- Entries provided:
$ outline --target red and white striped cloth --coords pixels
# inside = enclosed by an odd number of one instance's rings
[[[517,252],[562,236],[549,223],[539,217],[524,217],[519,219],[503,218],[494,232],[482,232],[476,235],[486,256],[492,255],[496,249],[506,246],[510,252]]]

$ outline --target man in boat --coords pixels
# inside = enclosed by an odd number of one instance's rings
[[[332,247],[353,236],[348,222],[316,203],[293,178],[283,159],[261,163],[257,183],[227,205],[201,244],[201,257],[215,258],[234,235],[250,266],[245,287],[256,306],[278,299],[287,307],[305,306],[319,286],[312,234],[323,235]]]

...

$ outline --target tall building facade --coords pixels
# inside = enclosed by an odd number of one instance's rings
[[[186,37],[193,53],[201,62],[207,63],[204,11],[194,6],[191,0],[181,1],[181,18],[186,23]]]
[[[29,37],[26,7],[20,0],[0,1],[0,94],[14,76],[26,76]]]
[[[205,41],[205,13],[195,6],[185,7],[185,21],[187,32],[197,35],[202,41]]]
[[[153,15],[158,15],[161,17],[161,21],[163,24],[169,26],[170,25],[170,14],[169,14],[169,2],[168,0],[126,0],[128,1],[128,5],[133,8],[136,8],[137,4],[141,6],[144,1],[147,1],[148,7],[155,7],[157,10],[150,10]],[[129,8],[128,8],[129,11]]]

---

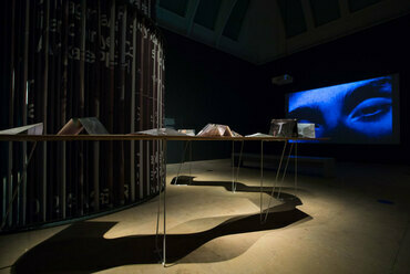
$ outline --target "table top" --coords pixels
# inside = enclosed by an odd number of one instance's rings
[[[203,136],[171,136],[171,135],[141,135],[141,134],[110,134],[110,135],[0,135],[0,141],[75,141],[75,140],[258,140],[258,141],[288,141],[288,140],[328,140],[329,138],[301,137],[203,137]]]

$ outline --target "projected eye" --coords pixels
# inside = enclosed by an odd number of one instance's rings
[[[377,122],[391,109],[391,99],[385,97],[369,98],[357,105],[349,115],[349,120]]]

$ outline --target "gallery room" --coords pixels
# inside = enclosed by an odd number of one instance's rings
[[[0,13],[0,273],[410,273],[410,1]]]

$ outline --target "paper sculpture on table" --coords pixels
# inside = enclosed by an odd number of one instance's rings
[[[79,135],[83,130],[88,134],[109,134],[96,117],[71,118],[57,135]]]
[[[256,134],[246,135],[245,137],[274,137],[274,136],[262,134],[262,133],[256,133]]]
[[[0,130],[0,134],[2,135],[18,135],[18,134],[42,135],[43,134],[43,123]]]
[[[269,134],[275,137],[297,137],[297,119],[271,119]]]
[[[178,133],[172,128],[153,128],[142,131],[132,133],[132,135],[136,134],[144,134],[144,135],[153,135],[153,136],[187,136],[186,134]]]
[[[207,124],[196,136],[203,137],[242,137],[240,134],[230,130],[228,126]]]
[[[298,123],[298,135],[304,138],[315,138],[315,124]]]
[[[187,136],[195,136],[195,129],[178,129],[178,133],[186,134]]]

- Aim: Pick out every line in the entries above that contains the string "coords", matching case exactly.

- Answer for this exercise:
$ outline --target red and white striped cloth --coords pixels
$ outline --target man in boat --coords pixels
$ outline --target tall building facade --coords pixels
$ outline --target "table top" --coords pixels
$ outline --target "projected eye" --coords pixels
$ outline --target "gallery room" --coords pixels
$ outline --target "paper sculpture on table" --coords pixels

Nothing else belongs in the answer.